# Passage provided
━━━━━━━━━━

Among Christians, the use of custom coffins is relatively recent and began in the Greater Accra Region around 1950. They were formerly used only by Ga chiefs and priests, but since around 1960, figurative coffins have become an integral part of the local funeral culture. Previous to their use by Christians, Ga had been using figurative palanquins and coffins since the early 20th century.

The invention of figurative coffins was at one point attributed to Seth Kane Kwei, though the anthropologists Roberta Bonetti and Regula Tschumi question this myth. The idea of making and using custom coffins was inspired by the figurative palanquins in which the Ga chiefs were carried, and in which they were sometimes buried. According to some sources, Ataa Oko from La may have started making custom coffins and figurative palanquins around 1945. Along with Kane Kwei from Teshie and Ataa Oko from La, other carpenters may have begun making them in the early 1950s.

━━━━━━━━━━

Stored data entries:

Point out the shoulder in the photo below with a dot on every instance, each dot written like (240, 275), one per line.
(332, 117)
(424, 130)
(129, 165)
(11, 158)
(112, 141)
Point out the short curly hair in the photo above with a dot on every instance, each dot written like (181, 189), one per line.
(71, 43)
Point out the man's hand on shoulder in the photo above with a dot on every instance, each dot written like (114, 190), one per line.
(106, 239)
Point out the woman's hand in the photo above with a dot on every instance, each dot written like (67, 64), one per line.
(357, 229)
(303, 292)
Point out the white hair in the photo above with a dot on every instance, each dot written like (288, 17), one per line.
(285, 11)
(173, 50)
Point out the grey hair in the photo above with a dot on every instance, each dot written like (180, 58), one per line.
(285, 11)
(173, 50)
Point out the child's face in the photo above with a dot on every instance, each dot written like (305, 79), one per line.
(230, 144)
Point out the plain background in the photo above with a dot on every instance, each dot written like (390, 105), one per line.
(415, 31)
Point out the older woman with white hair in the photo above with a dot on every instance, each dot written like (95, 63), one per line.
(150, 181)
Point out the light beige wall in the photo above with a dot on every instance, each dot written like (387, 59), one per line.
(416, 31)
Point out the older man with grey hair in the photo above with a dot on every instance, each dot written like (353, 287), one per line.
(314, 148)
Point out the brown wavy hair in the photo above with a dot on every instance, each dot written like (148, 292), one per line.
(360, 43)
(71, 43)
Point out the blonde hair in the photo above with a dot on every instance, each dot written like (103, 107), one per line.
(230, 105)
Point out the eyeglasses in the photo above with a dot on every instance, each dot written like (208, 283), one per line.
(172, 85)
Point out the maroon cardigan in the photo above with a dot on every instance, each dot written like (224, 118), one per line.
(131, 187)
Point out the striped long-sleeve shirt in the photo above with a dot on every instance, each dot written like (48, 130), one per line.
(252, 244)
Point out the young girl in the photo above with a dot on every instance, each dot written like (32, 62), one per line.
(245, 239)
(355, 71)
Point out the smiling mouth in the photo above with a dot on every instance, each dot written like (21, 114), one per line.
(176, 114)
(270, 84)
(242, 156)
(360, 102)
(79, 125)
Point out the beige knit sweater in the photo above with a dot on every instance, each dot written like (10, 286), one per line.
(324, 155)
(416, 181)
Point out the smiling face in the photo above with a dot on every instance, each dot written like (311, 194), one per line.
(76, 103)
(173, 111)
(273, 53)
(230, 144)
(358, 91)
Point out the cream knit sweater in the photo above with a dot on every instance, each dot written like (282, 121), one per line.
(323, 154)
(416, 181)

━━━━━━━━━━

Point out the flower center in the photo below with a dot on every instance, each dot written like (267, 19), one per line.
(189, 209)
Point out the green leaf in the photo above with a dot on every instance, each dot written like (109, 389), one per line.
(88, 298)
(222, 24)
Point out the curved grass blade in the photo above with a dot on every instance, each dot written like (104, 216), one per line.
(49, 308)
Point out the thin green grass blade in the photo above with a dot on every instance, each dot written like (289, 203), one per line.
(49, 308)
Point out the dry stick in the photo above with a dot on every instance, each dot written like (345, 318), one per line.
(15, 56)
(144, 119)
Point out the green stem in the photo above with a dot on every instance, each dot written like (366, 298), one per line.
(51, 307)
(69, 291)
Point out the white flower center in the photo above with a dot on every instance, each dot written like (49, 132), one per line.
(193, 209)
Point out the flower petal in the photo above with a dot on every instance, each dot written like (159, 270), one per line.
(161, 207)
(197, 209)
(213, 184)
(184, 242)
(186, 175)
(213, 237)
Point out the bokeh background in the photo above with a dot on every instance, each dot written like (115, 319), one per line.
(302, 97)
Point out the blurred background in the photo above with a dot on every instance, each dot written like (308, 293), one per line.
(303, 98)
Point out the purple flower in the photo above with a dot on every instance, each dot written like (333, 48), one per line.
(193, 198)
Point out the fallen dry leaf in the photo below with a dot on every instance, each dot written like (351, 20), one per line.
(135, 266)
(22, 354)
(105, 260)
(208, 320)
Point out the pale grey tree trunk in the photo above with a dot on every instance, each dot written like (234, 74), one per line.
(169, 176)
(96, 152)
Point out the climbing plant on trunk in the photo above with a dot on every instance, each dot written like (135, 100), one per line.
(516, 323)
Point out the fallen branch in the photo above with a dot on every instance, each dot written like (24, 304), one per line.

━━━━━━━━━━

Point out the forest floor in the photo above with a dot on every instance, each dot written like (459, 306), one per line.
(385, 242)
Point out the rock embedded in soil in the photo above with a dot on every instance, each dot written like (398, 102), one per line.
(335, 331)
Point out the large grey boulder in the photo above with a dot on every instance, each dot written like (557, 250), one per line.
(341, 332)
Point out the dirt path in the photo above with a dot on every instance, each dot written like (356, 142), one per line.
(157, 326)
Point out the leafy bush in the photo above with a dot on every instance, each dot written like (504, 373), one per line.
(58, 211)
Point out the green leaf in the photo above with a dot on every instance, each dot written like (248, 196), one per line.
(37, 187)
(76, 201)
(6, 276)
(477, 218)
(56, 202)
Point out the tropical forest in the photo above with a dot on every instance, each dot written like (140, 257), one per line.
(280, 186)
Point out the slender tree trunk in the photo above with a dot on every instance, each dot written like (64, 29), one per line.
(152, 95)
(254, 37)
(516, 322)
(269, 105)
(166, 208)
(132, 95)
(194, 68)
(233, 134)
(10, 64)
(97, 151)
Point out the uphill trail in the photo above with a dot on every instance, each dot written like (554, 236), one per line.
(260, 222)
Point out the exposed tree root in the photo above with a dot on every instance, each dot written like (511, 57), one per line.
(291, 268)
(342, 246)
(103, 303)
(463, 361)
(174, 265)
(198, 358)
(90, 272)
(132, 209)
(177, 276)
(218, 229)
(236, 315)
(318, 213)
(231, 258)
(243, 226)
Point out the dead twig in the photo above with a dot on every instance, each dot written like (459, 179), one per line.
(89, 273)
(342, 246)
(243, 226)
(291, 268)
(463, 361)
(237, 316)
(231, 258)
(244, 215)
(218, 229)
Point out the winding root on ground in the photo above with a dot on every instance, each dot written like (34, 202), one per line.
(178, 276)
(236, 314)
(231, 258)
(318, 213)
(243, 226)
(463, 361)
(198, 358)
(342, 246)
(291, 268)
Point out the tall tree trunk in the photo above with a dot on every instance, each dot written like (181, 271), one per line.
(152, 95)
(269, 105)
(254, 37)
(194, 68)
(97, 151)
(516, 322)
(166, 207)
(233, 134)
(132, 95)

━━━━━━━━━━

# What the task requires
Give again the portion of the passage on Ga figurative coffins starting with "Among Christians, the" and going on through "early 20th century.".

# Answer
Among Christians, the use of custom coffins is relatively recent and began in the Greater Accra Region around 1950. They were formerly used only by Ga chiefs and priests, but since around 1960, figurative coffins have become an integral part of the local funeral culture. Previous to their use by Christians, Ga had been using figurative palanquins and coffins since the early 20th century.